TEXTE FOURNI:
---

Village et Ligne Haute

Je passe mon temps à marcher. J’adore ça. Ça me donne un bon prétexte pour me poser sur un banc ou une terrasse de café pour se reposer, la conscience tranquille. Aujourd’hui je décide donc d’aller explorer du côté de Greenwich Village.

Petite note d’avertissement. Greenwich Village n’a absolument plus l’aspect d’un village. A mon avis, la dernière fois qu’il en avait l’air devait remonter au 18ème siècle, époque où il devait s’apparenter au faubourg nord de la jeune NYC, cantonnée à la pointe sud de l’île. Pendant longtemps (et encore un peu aujourd’hui), le Village (comme on le surnomme) était le lieu de résidence préféré de l’intelligentsia artistique de la ville (et donc probablement du pays). Il y régnait donc une petite atmosphère bohème, qui n’a pas encore totalement disparu bien que l’endroit se soit légèrement embourgeoisé.

Pour faire simple et grossier, Greenwich Village est délimité au nord par la 14ème rue, au sud par Houston street, Broadway à l’est et la rivière Hudson à l’ouest. Vous imaginez bien que la chose est bien plus floue que cela. En plus, en consultant un plan, on constate que le raffinement va jusqu’à évoquer un West Village et un East Village, coupés en deux par l’Avenue of the Americas (un nom bien grandiloquent).

---

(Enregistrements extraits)

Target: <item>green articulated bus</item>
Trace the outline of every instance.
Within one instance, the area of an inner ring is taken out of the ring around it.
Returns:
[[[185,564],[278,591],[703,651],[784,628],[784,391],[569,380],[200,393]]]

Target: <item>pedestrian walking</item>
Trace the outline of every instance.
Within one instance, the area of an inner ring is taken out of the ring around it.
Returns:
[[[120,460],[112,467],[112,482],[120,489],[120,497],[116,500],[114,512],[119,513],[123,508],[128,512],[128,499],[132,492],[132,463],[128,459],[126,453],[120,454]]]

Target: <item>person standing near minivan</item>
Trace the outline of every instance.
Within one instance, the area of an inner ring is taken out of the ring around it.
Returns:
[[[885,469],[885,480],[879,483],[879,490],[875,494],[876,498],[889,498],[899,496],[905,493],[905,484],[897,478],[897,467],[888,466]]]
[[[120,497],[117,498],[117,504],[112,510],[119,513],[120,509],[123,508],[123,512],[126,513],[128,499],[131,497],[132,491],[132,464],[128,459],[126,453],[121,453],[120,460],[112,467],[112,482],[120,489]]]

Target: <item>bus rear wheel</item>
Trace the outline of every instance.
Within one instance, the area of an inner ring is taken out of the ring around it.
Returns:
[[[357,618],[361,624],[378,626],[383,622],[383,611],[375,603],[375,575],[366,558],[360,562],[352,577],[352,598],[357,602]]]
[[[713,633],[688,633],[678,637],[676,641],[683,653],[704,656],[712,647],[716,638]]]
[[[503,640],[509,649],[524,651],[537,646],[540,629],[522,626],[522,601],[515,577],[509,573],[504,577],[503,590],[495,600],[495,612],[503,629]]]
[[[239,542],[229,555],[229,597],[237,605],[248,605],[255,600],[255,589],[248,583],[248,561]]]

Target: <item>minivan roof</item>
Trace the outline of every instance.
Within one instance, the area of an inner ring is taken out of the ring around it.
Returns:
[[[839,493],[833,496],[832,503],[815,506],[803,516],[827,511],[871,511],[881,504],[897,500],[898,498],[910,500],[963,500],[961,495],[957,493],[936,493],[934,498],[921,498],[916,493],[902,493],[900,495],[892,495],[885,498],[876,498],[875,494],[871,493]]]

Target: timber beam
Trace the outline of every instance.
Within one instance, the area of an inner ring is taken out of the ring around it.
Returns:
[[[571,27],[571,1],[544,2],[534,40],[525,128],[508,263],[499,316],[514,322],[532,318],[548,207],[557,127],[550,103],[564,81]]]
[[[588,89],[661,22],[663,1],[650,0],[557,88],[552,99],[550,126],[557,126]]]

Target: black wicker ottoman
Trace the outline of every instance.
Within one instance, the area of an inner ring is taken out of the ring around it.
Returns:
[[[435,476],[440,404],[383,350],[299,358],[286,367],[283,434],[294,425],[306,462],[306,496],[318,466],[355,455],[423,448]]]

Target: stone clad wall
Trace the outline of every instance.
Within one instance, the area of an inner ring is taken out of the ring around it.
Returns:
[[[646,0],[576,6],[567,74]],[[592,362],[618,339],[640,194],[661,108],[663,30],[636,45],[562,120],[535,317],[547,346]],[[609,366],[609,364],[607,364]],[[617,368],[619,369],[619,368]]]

---

OBJECTIF VISÉ:
Retapez intégralement le texte sur Greenwich Village, sans en changer un seul mot.

SOLUTION ATTENDUE:
Village et Ligne Haute

Je passe mon temps à marcher. J’adore ça. Ça me donne un bon prétexte pour me poser sur un banc ou une terrasse de café pour se reposer, la conscience tranquille. Aujourd’hui je décide donc d’aller explorer du côté de Greenwich Village.

Petite note d’avertissement. Greenwich Village n’a absolument plus l’aspect d’un village. A mon avis, la dernière fois qu’il en avait l’air devait remonter au 18ème siècle, époque où il devait s’apparenter au faubourg nord de la jeune NYC, cantonnée à la pointe sud de l’île. Pendant longtemps (et encore un peu aujourd’hui), le Village (comme on le surnomme) était le lieu de résidence préféré de l’intelligentsia artistique de la ville (et donc probablement du pays). Il y régnait donc une petite atmosphère bohème, qui n’a pas encore totalement disparu bien que l’endroit se soit légèrement embourgeoisé.

Pour faire simple et grossier, Greenwich Village est délimité au nord par la 14ème rue, au sud par Houston street, Broadway à l’est et la rivière Hudson à l’ouest. Vous imaginez bien que la chose est bien plus floue que cela. En plus, en consultant un plan, on constate que le raffinement va jusqu’à évoquer un West Village et un East Village, coupés en deux par l’Avenue of the Americas (un nom bien grandiloquent).